• **Problem 1**
Answer these from the Python binary-formatting thread below, one line each:
(a) What does the # in the format specification do?
(b) From which Python version are formatted string literals available?
(c) What format string gives '00001110' for 14 with no 0b prefix?
• **Problem 2**
Print everything in the Python binary-formatting thread below from "Use the format()" down to "and direct option.", copied character for character.

··· Extract provided

I'm trying to convert an integer to binary using the bin() function in Python. However, it always removes the leading zeros, which I actually need, such that the result is always 8-bit:
Example:
bin(1) -> 0b1
# What I would like:
bin(1) -> 0b00000001
Is there a way of doing this?
Use the format() function:
>>> format(14, '#010b')
'0b00001110'
The format() function simply formats the input following the Format Specification mini language. The # makes the format include the 0b prefix, and the 010 size formats the output to fit in 10 characters width, with 0 padding; 2 characters for the 0b prefix, the other 8 for the binary digits.
This is the most compact and direct option.
If you are putting the result in a larger string, use an formatted string literal (3.6+) or use str.format() and put the second argument for the format() function after the colon of the placeholder {:..}:
>>> value = 14
>>> f'The produced output, in binary, is: {value:#010b}'
'The produced output, in binary, is: 0b00001110'
>>> 'The produced output, in binary, is: {:#010b}'.format(value)
'The produced output, in binary, is: 0b00001110'
As it happens, even for just formatting a single value (so without putting the result in a larger string), using a formatted string literal is faster than using format():
>>> import timeit
>>> timeit.timeit("f_(v, '#010b')", "v = 14; f_ = format") # use a local for performance
0.40298633499332936
>>> timeit.timeit("f'{v:#010b}'", "v = 14")
0.2850222919951193
But I'd use that only if performance in a tight loop matters, as format(...) communicates the intent better.
If you did not want the 0b prefix, simply drop the # and adjust the length of the field:
>>> format(14, '08b')
'00001110'

······
··· Data entries

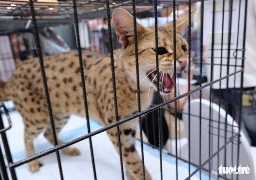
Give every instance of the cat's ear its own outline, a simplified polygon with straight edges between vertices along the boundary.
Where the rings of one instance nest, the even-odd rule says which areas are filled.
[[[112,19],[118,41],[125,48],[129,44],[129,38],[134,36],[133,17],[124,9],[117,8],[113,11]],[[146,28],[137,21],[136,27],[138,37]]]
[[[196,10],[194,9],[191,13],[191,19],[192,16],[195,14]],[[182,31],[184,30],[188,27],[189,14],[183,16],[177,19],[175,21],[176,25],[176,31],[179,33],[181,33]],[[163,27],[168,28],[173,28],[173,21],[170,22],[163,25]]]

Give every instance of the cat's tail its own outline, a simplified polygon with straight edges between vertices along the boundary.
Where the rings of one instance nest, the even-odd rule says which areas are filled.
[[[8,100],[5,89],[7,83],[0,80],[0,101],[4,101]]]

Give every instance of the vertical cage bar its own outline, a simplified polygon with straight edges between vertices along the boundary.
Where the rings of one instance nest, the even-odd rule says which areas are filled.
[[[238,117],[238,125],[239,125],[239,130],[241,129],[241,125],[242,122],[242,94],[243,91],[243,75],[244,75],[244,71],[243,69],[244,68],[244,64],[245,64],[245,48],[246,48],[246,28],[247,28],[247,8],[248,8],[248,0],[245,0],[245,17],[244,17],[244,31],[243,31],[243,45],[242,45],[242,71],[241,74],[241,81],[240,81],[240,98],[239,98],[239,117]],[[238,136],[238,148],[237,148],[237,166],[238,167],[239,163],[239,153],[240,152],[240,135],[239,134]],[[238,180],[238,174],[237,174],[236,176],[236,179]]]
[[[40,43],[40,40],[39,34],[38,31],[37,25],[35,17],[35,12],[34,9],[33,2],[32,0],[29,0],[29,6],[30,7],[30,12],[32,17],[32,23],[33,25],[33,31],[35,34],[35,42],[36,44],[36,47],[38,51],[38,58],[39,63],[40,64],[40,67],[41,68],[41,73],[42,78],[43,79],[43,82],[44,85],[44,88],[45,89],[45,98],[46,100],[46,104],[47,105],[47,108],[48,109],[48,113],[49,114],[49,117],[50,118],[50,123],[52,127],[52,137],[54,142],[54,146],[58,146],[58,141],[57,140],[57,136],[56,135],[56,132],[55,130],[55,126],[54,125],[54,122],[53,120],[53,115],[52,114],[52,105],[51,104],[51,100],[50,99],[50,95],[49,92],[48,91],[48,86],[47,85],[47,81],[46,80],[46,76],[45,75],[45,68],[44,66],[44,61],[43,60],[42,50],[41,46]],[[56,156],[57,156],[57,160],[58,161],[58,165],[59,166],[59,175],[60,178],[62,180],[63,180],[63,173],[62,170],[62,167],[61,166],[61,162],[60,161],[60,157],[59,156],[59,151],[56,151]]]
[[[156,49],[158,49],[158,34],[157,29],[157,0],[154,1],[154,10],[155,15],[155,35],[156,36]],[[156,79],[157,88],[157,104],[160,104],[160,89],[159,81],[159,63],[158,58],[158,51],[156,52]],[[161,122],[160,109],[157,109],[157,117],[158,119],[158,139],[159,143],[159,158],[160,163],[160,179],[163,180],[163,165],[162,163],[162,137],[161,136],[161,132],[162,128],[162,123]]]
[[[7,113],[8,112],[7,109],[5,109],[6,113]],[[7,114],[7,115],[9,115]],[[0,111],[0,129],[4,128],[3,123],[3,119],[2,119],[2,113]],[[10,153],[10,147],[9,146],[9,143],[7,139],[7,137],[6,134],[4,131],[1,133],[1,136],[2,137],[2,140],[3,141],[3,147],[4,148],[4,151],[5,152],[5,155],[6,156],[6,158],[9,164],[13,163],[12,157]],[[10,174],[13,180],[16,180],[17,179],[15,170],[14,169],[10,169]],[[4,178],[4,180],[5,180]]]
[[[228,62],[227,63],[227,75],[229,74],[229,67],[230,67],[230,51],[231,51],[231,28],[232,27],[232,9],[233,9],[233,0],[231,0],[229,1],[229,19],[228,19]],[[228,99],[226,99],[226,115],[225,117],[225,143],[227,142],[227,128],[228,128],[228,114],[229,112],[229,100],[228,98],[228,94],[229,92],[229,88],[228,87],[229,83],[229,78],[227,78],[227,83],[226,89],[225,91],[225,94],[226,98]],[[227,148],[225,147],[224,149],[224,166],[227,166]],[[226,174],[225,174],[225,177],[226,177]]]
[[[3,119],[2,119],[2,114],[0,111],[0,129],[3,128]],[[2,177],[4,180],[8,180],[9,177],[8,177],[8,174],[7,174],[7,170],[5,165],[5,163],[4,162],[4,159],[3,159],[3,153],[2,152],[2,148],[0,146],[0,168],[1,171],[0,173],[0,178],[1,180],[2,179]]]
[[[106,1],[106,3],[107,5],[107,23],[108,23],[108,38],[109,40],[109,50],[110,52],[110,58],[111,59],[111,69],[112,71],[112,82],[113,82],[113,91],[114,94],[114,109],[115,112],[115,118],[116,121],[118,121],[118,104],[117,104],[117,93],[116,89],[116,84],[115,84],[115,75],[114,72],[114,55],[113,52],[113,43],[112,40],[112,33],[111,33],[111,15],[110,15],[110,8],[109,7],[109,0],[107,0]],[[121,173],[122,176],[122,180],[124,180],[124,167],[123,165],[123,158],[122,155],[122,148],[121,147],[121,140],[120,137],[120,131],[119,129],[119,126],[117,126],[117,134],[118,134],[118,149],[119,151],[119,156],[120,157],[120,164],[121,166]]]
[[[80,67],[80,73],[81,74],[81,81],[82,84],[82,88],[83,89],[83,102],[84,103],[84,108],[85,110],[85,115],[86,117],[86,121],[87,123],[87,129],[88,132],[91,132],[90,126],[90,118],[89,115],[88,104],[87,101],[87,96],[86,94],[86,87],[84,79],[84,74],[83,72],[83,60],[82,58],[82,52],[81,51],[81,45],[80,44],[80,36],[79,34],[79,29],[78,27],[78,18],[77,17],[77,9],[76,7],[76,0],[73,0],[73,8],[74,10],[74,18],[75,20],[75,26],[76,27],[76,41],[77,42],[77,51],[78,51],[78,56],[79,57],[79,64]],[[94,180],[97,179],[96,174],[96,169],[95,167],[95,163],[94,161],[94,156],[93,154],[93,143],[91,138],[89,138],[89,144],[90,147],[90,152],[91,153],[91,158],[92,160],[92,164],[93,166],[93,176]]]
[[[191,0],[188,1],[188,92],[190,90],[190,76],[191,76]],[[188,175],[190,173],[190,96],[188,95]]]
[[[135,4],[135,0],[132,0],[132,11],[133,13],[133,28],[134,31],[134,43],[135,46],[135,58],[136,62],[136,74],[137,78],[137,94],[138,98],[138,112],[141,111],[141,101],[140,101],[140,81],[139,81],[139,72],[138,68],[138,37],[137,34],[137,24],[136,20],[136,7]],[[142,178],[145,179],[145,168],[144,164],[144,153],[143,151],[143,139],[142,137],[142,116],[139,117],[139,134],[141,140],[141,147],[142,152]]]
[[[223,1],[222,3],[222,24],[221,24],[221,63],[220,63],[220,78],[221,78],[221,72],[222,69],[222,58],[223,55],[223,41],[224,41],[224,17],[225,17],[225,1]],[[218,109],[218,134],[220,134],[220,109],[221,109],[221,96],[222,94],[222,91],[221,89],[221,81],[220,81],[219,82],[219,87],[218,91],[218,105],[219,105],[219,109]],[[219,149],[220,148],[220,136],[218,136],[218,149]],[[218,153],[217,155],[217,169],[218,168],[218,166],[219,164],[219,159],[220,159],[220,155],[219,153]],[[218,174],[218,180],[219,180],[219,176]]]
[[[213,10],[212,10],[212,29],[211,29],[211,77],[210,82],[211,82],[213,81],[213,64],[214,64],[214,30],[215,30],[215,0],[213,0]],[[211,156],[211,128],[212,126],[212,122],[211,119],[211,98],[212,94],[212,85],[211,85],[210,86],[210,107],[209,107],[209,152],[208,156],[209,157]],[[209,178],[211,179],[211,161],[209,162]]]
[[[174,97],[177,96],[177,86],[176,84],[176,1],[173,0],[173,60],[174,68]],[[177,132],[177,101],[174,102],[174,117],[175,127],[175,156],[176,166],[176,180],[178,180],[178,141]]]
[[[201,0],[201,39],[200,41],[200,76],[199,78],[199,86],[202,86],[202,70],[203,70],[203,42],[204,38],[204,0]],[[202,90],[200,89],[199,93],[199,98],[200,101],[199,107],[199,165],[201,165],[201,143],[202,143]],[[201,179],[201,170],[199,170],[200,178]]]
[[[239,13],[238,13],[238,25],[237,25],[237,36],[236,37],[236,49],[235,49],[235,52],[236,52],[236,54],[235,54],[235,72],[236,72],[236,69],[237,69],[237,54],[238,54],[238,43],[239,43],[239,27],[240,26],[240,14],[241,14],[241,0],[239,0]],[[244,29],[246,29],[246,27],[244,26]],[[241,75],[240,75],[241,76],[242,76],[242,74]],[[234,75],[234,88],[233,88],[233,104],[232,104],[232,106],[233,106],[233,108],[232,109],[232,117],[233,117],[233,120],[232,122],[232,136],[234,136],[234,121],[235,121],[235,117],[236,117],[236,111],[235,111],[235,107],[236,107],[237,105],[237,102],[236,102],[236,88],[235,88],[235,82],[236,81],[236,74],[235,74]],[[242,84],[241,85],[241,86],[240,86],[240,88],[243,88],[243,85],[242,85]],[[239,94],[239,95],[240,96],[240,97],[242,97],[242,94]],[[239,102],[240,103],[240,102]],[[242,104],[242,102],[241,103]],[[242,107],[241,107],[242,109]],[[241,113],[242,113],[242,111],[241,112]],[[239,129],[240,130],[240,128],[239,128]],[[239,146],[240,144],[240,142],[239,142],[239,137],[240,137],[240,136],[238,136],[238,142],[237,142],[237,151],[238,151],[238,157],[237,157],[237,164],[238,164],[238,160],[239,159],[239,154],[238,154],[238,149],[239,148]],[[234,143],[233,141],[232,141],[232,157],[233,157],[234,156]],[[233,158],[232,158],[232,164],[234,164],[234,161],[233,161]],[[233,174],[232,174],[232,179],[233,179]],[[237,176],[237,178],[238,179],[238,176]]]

······
··· Data entries

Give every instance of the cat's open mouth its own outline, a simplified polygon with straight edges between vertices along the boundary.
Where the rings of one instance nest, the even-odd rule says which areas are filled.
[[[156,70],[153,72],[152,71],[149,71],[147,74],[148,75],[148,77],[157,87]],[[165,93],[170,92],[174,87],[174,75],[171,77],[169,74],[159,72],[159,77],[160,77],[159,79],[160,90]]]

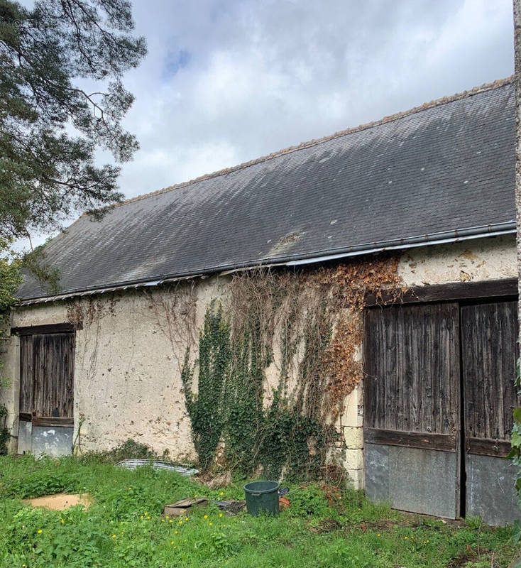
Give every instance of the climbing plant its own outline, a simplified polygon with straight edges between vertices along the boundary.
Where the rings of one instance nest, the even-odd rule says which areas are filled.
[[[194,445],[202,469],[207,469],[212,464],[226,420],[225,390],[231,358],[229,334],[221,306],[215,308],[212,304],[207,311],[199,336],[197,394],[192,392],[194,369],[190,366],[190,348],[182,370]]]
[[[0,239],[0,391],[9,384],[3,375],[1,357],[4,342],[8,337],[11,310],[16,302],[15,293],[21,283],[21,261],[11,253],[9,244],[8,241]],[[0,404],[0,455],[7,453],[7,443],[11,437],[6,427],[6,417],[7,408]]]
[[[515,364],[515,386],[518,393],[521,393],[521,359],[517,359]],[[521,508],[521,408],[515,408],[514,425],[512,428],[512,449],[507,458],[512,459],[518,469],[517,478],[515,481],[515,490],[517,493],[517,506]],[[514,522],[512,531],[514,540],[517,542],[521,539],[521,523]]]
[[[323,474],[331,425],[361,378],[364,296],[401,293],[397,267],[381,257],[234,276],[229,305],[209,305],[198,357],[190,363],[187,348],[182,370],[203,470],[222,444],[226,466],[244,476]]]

······

• **Correct output 1**
(a) It makes the format include the 0b prefix.
(b) 3.6
(c) '08b'

• **Correct output 2**
Use the format() function:
>>> format(14, '#010b')
'0b00001110'
The format() function simply formats the input following the Format Specification mini language. The # makes the format include the 0b prefix, and the 010 size formats the output to fit in 10 characters width, with 0 padding; 2 characters for the 0b prefix, the other 8 for the binary digits.
This is the most compact and direct option.